*SET OF TASKS*:
1. Please retype the combustor design page below from "Therefore, computational methods" up to and including "of high-temperature parts.".
2. Answer these questions from the combustor design page below:
(a) How high can the flame temperature go during the process?
(b) Above what temperature does the strength of common Combustor metals start decaying rapidly?
(c) Which methods are the most common physics-based approaches for modeling the flow field in Combustors?

*PAGE EXCERPT*:
[START]

Challenges in Gas Turbine Combustor Design
The pressurized and heated air is injected with fuel inside the Combustor of a Gas Turbine. The flame temperature can go as high as 3000 F during the process. Considering that the typical material strength for common metals used in the Combustor starts decaying rapidly for temperatures higher than 1550 F, prediction of the flame shape and thermal field inside the Combustor is critical. Once the heat loads (and/or temperatures) on the components are predicted (and/or measured) different cooling strategies are applied during the design of Combustor parts.
Fig. 1 Gas temperature contours in a combustor
Engineering Solution
Thermal paint tests are a commonly used experimental approach to get an understanding of temperature variation on Combustor parts such as liner or cap at a single operating point. However, such tests are extremely costly and usually, temperature magnitude is hard to discern. These tests provide great insight to temperature variations and hot spots. Adding thermocouples on these parts provide locally measured temperatures. The flame temperature is hard to measure, and may only be visually detected for shape and location information.
Therefore, computational methods become key to properly quantify the heat load from combustion and the temperature of the parts. Computational Fluid Dynamics (CFD) methods are the most common physics based approaches to model the highly complex, reacting turbulent flow field present in the Combustors. Manufacturers use the simulations to do heat shield designs to protect components and extend life of high-temperature parts.

[END]

*LISTED ENTRIES*:
[START]

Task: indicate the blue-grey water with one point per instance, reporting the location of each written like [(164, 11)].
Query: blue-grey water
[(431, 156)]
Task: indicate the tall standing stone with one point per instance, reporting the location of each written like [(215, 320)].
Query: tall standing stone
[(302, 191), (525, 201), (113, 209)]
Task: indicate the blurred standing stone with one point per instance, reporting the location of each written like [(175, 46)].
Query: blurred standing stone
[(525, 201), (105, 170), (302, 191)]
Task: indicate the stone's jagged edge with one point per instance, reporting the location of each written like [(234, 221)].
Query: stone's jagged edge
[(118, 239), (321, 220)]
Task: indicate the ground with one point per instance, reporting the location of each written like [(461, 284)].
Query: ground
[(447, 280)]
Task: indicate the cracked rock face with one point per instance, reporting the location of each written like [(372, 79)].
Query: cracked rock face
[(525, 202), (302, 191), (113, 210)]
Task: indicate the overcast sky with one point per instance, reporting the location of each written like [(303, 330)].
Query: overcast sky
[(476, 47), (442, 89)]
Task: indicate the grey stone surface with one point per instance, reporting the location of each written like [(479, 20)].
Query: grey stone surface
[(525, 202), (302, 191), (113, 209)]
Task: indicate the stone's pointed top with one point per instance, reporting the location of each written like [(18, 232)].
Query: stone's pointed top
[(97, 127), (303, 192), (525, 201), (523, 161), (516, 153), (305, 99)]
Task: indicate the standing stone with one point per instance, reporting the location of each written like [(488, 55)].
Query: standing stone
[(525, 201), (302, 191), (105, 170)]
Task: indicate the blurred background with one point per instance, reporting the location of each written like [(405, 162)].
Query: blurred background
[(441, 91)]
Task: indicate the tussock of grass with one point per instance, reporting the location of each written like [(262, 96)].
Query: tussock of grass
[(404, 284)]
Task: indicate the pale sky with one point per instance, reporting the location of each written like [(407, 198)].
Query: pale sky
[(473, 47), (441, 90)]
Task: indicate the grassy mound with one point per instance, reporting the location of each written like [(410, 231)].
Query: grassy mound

[END]

*FULL SOLUTIONS*:
1.
Therefore, computational methods become key to properly quantify the heat load from combustion and the temperature of the parts. Computational Fluid Dynamics (CFD) methods are the most common physics based approaches to model the highly complex, reacting turbulent flow field present in the Combustors. Manufacturers use the simulations to do heat shield designs to protect components and extend life of high-temperature parts.

2.
(a) As high as 3000 F.
(b) 1550 F.
(c) Computational Fluid Dynamics (CFD) methods.